* Seção do documento *
==*==

Além disso, das aves e dos quadrúpedes só lhes eram permitidos os de pernas posteriores mais longas, para poderem saltar. Eram porém proibidos os que vivem mais apegados à terra, por serem considerados imundos os que abusam da doutrina dos quatro Evangelistas, afim de não serem por ela elevados para o alto.

No sangue enfim, na gordura e no nervo entendiam-se proibidas a crueldade, a volúpia e a contumácia no pecado.

RESPOSTA À SEGUNDA. — Já antes do dilúvio os homens se nutriam de plantas e mais ervas da terra. Mas parece que o uso da carne foi introduzido depois, conforme a Escritura (Gn 9, 3): eu vos dei toda carne como viçosas hortaliças. E isto porque alimentar-se dos frutos da terra é mais próprio da simplicidade da vida; ao passo que comer carne revela antes o prazer e o apego ao viver. Pois naturalmente a terra germina em ervas, ou, com pequeno esforço, obtém-se em grande cópia esses, produtos; ao contrário, só com grande diligência podem-se nutrir ou apanhar os animais. Donde, querendo o Senhor reduzir o seu povo a uma vida mais simples, proibiu-lhes muitos géneros de animais, e não dos produtos da terra. Ou também porque aqueles eram imolados aos ídolos e não, estes.

À TERCEIRA OBJECÇÃO É CLARA A RESPOSTA, pelo já dito.

RESPOSTA À QUARTA. — Embora o bode imolado não sinta como, lhe sejam as carnes cozidas, contudo, ao espírito de quem o coze parece implicar uma certa crueldade, empregar, para lhes consumir o leite materno, que lhe foi dado como nutrição. Ou pode dizer-se, que os gentios, na solenidade dos ídolos, coziam totalmente as carnes do bode, para imolá-las ou comê-las. E por isso, a Escritura, depois de ter tratado das solenidades que se deviam, pela lei, celebrar, acrescenta (Ex 23): Não cozerás o cabrito no leite de sua mãe.

A razão simbólica dessa proibição é figurar que Cristo, comparado com o bode, por causa da semelhança da carne do pecado, não devia ser cozido, i. é, morto, pelos judeus, no leite materno i. é, no tempo da infância. Ou significa que o bode, i. é, o pecador, não deve ser cozido no leite materno, i. é, corrompido pelas lisonjas.

RESPOSTA À QUINTA. — Os gentios ofereciam aos seus deuses as primícias dos frutos, que julgavam afortunadas; ou então queimavam-nas para fazer certas magias. Por isso, foi preceituado aos judeus que considerassem imundos os frutos dos três primeiros anos. Pois, em três anos, quase todas as árvores da terra deles, cultivadas de semente, pela enxertia ou pela plantação, produziam fruto. E raramente acontecia que os caroços dos frutos da árvore, ou as sementes latentes fossem semeados, por produzirem frutos mais retardados. Ora, a lei diz respeito ao que mais frequentemente se faz. Donde, os pomos do quarto ano, como sendo as primícias dos frutos puros, eram oferecidos a Deus; os do quinto, porém e seguintes, comidos.

==*==

* Problema A *
De acordo com a seção do documento, os frutos de qual ano eram oferecidos a Deus como primícias dos frutos puros?

(Registros armazenados)
==*==

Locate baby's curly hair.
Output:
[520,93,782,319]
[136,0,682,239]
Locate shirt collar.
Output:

==*==

* Problema B *
Liste todas as linhas que contêm a palavra "Locate", respeitando a distinção entre maiúsculas e minúsculas.

* Resultado esperado A *
Os pomos do quarto ano.

* Resultado esperado B *
Locate baby's curly hair.
Locate shirt collar.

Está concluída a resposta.